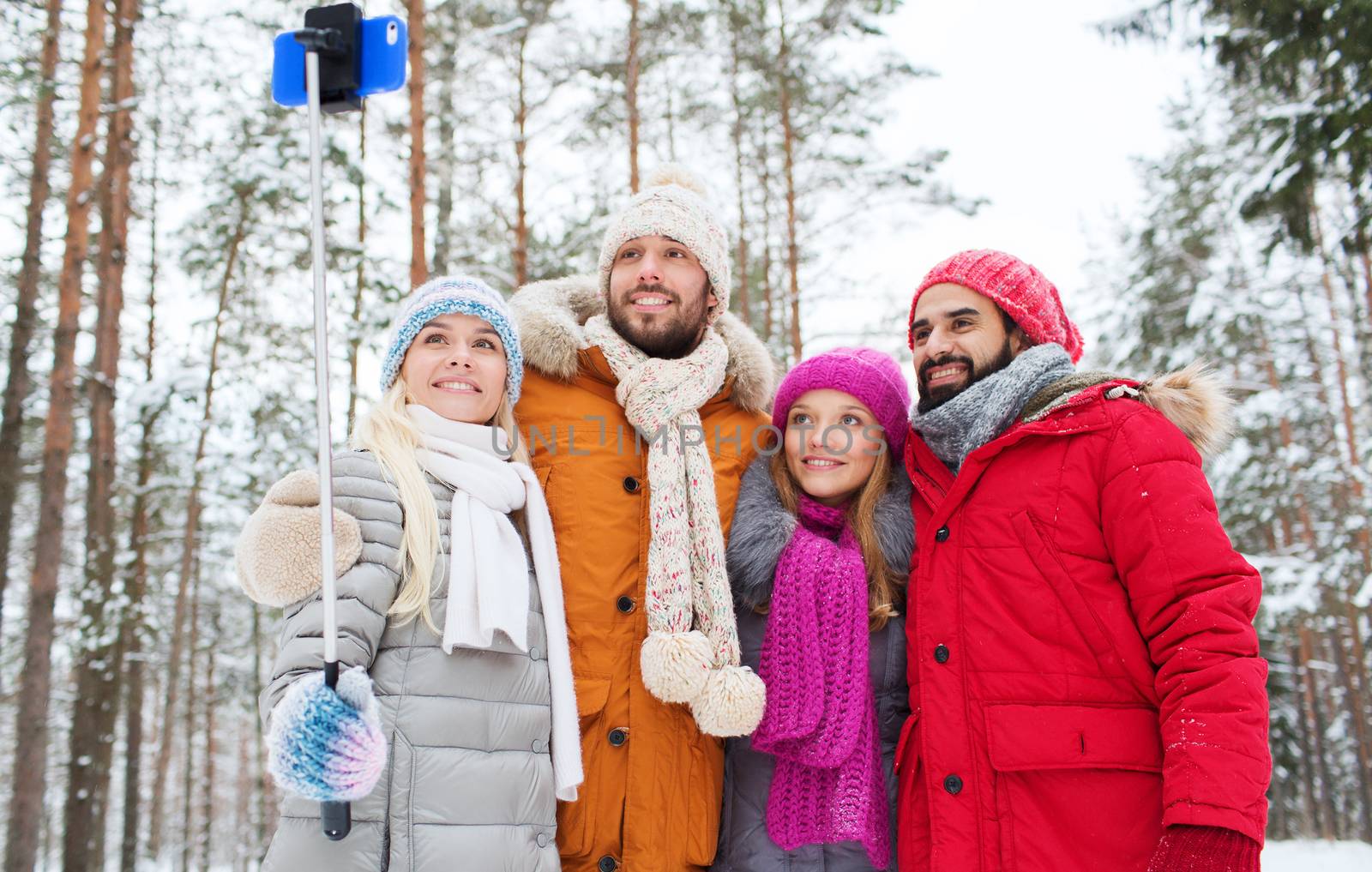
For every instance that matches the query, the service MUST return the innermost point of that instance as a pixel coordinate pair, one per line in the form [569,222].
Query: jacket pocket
[576,821]
[400,819]
[906,730]
[912,838]
[1076,786]
[1047,562]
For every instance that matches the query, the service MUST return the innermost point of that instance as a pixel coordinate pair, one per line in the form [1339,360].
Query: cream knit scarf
[487,568]
[692,647]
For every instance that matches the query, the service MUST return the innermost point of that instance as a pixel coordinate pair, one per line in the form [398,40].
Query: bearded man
[1084,673]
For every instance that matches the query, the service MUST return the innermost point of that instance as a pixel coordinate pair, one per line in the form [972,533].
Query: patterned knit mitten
[324,745]
[1205,849]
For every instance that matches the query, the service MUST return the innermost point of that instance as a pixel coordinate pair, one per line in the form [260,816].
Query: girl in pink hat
[818,557]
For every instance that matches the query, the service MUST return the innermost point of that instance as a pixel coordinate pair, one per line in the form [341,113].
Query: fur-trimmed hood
[761,528]
[1195,400]
[552,316]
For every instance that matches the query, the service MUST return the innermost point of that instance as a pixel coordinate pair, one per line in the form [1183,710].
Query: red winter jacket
[1081,657]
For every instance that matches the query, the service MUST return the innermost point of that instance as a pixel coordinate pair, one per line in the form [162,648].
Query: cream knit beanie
[672,203]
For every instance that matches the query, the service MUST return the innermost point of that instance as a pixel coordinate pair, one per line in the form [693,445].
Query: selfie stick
[334,816]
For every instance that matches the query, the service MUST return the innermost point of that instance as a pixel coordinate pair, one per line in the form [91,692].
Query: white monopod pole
[335,816]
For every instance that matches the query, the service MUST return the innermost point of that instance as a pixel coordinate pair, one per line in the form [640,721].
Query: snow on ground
[1315,856]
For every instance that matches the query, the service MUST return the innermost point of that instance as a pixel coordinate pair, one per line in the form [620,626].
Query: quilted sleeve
[365,591]
[1194,598]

**Requirement**
Copy the lines above exactly, beginning at the line that has "Query: cream knit scarf" and stopping after the line that has "the form [972,533].", and omit the rest.

**Result for this task**
Query: cream knit scarf
[487,568]
[692,647]
For every instance that matches the query, the service MUST return the innermost point of that instance as a pixel coordinate pair, one per line in the form [398,40].
Query: bearded man
[1084,673]
For every instance that matches the query, the service MUST return the innermost point of that instance as a pixel coordinate pair, one per line in the form [972,533].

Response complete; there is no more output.